* Goal:
Reproduce the stretch from the line containing "of the light" through the line containing "113L159 114L159 113ZM28", renaming "light tile floor" to "pale tile floor" and keeping everything else the same.

* Source records:
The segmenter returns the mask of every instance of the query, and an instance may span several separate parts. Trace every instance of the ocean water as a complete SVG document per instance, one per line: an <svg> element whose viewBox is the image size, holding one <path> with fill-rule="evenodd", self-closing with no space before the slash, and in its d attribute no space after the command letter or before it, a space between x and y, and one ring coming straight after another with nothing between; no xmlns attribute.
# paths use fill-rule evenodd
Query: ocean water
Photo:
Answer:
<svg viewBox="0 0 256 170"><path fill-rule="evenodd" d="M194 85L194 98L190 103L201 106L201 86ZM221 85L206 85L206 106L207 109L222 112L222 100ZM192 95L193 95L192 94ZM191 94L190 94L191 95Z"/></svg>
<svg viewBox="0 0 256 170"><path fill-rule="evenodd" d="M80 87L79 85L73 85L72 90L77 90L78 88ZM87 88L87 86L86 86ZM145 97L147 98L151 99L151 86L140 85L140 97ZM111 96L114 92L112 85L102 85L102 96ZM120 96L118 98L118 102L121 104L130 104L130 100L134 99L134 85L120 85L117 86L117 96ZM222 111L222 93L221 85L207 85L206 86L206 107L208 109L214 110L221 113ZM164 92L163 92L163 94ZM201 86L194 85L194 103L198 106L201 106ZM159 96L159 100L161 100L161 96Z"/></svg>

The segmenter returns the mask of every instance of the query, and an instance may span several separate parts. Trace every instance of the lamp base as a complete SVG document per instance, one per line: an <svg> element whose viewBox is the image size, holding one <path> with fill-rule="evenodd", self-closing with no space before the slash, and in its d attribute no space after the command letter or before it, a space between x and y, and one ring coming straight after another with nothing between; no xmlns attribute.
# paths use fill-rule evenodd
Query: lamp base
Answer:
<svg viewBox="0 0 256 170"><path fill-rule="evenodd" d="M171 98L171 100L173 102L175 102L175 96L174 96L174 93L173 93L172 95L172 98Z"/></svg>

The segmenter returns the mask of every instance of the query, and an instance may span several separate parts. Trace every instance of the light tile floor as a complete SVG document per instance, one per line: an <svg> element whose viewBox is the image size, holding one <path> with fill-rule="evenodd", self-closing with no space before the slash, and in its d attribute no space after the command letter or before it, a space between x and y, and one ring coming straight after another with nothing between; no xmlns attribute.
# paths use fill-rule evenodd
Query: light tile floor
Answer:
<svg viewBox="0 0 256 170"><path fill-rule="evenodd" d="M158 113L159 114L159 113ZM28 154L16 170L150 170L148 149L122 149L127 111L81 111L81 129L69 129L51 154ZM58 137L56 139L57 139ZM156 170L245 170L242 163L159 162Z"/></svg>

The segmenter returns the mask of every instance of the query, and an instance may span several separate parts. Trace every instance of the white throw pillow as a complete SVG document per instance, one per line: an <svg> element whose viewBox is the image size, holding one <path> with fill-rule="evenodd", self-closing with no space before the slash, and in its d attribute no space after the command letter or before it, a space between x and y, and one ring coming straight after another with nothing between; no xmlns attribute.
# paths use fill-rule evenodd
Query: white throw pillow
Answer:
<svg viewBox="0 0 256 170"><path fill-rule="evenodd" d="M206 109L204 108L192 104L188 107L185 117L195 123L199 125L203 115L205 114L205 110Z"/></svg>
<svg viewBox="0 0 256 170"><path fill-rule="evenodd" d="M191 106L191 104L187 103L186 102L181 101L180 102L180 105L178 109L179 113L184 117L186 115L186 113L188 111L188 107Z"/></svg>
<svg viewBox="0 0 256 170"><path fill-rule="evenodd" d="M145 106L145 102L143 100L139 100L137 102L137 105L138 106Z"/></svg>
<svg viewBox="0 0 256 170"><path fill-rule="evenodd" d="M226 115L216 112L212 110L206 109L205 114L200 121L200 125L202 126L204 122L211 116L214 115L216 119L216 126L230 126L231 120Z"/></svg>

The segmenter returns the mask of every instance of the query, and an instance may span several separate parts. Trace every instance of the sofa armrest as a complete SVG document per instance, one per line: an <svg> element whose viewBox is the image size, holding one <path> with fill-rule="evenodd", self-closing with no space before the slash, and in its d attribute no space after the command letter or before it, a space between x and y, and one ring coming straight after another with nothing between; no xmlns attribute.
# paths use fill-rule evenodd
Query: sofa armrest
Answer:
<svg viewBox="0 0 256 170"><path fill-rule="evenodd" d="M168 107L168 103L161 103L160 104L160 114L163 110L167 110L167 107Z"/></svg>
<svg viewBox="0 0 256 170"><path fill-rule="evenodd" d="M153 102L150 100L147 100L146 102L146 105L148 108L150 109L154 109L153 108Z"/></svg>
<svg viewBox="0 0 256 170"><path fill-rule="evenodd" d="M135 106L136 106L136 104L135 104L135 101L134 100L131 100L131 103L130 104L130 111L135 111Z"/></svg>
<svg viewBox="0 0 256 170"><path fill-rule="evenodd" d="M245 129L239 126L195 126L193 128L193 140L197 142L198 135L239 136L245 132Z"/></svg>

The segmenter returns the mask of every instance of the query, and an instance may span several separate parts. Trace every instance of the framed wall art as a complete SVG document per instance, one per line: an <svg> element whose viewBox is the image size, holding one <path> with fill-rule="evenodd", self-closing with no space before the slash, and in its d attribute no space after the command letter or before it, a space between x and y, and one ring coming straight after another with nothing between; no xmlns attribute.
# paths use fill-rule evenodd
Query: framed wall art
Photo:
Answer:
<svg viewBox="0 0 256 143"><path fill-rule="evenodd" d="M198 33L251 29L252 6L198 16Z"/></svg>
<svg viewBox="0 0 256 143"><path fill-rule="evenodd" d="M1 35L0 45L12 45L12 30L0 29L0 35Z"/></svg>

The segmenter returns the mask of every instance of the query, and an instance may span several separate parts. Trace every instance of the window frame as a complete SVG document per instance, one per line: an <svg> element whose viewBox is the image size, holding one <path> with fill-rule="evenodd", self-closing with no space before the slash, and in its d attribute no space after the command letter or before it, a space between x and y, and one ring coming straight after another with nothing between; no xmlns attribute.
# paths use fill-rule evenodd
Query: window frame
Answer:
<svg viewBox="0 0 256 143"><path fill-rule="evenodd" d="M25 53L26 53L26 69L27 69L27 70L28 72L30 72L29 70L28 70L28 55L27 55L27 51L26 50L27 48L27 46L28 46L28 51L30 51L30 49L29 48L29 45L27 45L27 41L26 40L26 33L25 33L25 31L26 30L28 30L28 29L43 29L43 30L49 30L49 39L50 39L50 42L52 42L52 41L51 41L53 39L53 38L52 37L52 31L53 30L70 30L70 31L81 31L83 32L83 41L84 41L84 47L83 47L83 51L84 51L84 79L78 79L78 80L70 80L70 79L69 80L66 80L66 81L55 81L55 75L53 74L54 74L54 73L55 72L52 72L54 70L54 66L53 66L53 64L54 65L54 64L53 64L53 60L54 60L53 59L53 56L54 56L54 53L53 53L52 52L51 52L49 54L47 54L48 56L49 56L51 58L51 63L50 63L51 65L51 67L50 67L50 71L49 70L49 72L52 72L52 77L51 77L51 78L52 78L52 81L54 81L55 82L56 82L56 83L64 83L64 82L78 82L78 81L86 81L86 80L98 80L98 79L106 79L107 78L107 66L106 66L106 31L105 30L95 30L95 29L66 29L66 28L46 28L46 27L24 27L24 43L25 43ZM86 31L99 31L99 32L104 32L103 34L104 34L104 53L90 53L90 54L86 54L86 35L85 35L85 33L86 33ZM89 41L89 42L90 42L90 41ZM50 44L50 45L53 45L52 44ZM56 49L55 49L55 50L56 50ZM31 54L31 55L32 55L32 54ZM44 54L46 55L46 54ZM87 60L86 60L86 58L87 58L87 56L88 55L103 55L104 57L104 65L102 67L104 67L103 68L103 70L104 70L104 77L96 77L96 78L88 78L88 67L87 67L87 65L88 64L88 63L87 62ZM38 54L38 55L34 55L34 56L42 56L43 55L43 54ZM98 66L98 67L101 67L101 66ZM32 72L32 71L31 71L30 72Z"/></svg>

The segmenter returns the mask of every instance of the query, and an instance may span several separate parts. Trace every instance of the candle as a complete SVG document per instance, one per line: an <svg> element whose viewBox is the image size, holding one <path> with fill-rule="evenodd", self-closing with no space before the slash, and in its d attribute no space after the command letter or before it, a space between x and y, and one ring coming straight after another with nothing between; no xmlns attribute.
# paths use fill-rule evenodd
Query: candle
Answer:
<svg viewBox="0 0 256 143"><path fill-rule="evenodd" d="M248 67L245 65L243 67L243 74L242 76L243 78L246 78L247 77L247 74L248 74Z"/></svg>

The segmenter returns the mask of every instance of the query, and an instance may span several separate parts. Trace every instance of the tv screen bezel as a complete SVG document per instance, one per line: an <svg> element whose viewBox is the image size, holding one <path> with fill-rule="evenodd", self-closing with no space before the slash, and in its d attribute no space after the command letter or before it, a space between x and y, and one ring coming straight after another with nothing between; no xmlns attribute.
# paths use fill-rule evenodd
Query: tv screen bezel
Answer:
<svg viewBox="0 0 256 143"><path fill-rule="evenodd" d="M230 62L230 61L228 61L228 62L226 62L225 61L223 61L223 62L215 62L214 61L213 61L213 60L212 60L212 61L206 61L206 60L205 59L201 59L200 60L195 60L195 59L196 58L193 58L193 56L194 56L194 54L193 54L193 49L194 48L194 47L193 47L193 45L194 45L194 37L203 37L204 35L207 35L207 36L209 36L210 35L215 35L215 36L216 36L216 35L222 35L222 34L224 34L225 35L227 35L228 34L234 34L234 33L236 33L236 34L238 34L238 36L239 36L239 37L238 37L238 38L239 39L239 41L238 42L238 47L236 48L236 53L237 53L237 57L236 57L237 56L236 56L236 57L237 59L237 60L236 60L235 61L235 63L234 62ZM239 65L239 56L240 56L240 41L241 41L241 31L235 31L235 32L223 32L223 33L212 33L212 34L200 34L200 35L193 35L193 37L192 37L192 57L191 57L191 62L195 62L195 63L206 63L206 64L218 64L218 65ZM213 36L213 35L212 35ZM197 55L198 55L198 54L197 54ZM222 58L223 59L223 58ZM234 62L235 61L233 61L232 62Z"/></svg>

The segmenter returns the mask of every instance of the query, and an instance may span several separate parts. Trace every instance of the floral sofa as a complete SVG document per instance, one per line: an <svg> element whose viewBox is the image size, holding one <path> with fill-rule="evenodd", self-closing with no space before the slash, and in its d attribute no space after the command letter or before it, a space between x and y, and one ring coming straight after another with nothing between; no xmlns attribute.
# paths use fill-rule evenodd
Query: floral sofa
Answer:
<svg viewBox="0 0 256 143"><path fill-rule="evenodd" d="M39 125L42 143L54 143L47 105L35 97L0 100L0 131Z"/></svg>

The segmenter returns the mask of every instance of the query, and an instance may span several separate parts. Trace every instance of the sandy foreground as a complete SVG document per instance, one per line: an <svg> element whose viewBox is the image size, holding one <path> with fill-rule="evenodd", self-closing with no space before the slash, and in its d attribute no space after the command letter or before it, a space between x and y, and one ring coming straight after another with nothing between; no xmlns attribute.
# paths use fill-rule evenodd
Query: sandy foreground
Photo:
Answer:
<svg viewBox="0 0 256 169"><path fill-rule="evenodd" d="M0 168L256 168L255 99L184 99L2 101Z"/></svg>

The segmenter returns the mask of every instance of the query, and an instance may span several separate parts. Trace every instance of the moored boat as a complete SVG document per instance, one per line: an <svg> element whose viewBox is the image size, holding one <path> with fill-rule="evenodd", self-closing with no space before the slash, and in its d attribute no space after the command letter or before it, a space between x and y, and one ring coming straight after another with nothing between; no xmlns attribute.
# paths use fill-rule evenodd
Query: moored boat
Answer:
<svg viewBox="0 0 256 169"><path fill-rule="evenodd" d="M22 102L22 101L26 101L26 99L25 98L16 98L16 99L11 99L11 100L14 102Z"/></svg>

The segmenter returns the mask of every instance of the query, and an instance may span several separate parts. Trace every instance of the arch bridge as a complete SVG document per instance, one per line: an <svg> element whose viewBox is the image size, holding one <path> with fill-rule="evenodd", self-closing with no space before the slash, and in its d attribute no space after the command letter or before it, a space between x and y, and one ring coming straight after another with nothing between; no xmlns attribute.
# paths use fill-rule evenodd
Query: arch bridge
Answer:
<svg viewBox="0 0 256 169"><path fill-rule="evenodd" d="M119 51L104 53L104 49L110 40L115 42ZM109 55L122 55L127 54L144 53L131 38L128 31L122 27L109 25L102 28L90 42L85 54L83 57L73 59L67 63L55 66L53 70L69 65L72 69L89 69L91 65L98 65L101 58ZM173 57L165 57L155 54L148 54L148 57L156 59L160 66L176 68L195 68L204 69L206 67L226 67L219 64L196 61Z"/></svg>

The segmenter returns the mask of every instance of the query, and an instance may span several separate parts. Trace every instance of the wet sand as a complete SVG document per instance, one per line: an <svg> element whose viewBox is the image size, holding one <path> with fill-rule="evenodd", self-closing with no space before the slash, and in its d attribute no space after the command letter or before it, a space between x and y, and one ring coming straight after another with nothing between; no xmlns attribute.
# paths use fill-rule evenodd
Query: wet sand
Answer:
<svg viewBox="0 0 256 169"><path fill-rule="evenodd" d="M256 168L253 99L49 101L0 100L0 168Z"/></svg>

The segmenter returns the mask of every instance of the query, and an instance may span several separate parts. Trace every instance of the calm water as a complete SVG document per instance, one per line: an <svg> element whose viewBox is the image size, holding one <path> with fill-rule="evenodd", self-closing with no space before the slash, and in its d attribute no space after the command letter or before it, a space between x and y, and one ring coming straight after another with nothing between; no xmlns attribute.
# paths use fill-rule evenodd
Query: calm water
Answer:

* Response:
The segmenter returns the mask of every instance of the query, and an instance may span several separate parts. Trace every instance of the pale tile floor as a complete SVG document per instance, one per line: an <svg> element whose viewBox is the image size, holding one <path> with fill-rule="evenodd", self-closing with no space before the slash, and in its d attribute no space after the command letter or before it, a space between x and y, and one ring coming straight after another with nothing between; no xmlns attribute.
# paths use fill-rule evenodd
Query: pale tile floor
Answer:
<svg viewBox="0 0 256 170"><path fill-rule="evenodd" d="M158 113L159 114L159 113ZM28 154L16 170L150 170L148 149L122 149L127 111L81 111L81 129L69 129L51 154ZM58 137L56 139L57 139ZM156 170L245 170L242 163L159 162Z"/></svg>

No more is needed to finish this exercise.